►

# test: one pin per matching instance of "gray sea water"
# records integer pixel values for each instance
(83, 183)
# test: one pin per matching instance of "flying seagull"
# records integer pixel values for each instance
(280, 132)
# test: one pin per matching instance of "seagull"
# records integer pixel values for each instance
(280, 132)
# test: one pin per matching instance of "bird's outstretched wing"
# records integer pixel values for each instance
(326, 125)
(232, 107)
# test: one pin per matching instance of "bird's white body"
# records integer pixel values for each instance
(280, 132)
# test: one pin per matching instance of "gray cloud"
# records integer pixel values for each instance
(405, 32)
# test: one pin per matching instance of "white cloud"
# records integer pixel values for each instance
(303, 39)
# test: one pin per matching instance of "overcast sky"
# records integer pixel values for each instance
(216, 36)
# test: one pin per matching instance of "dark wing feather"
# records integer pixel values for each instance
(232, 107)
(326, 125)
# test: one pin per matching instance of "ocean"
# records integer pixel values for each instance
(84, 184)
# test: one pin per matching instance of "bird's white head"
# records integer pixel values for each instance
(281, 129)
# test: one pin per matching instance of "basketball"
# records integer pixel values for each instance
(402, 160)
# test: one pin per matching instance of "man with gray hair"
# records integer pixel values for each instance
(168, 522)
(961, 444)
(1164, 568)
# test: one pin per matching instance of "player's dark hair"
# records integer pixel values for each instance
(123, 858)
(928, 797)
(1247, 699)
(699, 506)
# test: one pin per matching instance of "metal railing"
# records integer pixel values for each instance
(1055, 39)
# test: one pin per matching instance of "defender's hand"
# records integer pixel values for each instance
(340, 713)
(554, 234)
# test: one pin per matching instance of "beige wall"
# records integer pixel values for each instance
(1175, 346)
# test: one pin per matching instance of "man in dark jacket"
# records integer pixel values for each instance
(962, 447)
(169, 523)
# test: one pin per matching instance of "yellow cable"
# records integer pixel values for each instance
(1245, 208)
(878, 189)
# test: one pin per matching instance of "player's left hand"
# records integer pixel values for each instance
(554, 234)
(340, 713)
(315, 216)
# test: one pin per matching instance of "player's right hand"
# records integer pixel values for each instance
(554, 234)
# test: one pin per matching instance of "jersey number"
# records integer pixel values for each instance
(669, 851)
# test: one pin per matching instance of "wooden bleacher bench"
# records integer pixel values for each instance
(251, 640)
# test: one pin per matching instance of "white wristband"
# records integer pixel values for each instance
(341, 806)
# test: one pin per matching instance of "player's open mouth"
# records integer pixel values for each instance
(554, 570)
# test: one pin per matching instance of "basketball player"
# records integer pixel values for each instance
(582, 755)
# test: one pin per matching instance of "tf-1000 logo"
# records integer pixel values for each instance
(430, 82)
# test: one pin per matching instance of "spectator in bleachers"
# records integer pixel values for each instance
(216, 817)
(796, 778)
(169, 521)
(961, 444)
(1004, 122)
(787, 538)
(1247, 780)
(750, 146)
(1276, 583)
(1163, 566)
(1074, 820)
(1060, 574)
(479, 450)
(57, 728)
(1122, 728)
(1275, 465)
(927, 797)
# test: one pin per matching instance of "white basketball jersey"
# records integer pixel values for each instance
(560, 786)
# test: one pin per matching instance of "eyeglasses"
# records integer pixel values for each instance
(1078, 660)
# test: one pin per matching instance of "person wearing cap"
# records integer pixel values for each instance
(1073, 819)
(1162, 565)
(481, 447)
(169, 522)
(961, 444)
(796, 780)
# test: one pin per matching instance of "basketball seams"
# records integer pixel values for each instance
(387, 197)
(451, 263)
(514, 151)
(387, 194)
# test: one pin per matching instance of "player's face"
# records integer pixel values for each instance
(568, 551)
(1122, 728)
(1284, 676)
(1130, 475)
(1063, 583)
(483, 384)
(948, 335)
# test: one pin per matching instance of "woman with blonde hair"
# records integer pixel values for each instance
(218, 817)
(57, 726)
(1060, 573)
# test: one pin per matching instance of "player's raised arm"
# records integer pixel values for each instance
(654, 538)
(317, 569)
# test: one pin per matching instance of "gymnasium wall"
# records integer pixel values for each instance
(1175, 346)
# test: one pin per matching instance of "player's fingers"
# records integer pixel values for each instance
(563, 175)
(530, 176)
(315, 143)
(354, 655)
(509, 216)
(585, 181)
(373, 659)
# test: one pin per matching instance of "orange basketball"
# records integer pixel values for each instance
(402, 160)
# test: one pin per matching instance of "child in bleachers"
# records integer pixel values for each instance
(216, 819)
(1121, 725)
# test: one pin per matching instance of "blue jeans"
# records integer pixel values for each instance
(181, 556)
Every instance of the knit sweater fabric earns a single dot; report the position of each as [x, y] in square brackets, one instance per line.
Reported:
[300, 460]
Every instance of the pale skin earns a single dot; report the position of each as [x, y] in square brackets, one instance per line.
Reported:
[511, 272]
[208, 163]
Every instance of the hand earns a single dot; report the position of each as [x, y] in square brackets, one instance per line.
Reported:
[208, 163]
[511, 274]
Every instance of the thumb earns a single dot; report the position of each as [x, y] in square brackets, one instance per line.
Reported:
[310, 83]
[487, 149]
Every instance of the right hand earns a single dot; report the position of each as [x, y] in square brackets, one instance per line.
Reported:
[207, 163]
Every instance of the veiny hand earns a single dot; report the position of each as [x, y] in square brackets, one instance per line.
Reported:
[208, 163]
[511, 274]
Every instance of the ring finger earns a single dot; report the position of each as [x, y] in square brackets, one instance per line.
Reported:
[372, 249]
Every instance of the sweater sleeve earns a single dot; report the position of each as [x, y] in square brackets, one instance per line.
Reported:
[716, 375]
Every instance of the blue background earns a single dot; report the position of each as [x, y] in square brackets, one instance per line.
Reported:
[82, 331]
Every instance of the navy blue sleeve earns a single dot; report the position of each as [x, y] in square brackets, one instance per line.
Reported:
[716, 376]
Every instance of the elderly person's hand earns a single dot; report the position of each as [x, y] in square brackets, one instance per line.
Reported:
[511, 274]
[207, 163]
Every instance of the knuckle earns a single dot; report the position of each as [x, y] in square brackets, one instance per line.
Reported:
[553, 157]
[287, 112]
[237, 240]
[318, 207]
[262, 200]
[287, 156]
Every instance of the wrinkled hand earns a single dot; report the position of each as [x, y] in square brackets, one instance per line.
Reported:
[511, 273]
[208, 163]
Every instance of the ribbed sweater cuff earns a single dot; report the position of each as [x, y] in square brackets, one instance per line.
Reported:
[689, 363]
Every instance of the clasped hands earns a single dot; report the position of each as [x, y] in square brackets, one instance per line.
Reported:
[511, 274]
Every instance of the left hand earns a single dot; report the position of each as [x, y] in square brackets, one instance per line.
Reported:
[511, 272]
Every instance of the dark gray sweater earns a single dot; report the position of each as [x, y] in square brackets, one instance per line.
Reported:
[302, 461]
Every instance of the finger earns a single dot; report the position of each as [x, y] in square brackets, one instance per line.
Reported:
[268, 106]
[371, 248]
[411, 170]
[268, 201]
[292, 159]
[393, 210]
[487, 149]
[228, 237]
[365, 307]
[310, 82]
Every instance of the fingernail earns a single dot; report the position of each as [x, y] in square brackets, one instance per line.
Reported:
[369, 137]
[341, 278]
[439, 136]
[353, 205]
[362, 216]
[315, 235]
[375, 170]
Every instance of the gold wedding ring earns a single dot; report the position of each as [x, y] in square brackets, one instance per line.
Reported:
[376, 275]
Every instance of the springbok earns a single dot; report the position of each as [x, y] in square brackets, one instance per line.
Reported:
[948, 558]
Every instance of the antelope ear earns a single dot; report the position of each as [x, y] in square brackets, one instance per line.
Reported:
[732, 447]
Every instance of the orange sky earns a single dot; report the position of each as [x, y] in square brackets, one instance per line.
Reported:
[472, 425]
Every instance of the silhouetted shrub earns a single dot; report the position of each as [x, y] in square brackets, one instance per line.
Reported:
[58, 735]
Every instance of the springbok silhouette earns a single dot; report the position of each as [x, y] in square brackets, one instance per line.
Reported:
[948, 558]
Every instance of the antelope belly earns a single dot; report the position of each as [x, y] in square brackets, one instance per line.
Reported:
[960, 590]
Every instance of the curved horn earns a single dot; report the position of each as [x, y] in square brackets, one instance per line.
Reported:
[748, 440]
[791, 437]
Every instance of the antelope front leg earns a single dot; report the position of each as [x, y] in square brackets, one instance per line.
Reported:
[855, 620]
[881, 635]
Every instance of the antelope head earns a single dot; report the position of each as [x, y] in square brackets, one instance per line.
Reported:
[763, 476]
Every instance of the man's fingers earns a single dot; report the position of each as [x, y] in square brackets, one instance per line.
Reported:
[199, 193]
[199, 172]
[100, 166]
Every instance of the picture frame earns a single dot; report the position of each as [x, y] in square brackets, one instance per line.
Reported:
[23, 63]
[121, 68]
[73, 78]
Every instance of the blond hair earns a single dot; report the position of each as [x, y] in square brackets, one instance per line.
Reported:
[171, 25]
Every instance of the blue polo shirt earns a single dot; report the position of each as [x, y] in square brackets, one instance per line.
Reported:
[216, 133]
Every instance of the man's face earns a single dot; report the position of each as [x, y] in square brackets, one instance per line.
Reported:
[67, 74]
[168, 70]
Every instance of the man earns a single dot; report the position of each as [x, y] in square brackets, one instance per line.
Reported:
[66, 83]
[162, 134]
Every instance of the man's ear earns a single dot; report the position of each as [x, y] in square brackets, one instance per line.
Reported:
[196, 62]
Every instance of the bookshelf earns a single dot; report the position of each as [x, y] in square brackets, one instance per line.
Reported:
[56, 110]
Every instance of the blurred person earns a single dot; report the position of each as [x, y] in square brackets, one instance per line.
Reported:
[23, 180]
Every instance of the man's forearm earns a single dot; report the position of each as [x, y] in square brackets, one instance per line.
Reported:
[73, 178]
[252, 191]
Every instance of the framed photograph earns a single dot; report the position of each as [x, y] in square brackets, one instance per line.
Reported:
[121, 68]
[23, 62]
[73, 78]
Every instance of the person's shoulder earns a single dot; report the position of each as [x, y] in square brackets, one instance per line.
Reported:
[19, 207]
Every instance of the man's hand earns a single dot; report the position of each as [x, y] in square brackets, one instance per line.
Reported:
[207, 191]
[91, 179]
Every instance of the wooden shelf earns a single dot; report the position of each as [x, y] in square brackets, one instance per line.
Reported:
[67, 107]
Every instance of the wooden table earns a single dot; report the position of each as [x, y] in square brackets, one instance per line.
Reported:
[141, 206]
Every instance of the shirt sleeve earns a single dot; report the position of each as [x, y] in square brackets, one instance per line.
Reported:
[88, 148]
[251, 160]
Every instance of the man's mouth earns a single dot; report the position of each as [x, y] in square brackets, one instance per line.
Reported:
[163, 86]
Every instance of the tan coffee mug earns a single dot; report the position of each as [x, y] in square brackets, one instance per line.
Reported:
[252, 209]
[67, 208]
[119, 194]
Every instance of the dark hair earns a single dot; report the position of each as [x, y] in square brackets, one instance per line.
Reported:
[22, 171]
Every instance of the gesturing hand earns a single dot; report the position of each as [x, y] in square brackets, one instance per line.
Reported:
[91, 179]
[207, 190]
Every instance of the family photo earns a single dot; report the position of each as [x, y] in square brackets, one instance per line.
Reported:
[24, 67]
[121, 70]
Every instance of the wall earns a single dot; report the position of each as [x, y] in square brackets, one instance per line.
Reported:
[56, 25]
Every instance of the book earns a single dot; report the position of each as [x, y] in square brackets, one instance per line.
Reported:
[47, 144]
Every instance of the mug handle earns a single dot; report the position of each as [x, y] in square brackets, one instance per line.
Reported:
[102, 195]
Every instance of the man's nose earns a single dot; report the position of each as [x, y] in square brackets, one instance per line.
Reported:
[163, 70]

◄

*TASK STATEMENT*: Word for word, quote the lines from the line containing "Every instance of the dark hair" through the end of the material, both included, and nothing else.

*SOLUTION FOR THIS TASK*:
Every instance of the dark hair earns a single dot; report the position of each as [x, y] in square brackets, one instance per line.
Reported:
[22, 171]
Every instance of the gesturing hand earns a single dot; report the position of each as [x, y] in square brackets, one instance per line.
Reported:
[91, 179]
[207, 190]
Every instance of the family photo earns a single dot; report the position of each as [x, y] in square brackets, one instance per line.
Reported:
[24, 67]
[121, 70]
Every instance of the wall earns a single dot; report the position of each as [x, y] in square brackets, one instance per line.
Reported:
[56, 25]
Every instance of the book earns a single dot; report the position of each as [x, y] in square brackets, one instance per line.
Reported:
[47, 144]
Every instance of the mug handle earns a single dot; report the position of each as [x, y] in square brackets, one instance per line.
Reported:
[102, 195]
Every instance of the man's nose earns a single dot; report the position of each as [x, y] in square brackets, one instance per line.
Reported:
[163, 70]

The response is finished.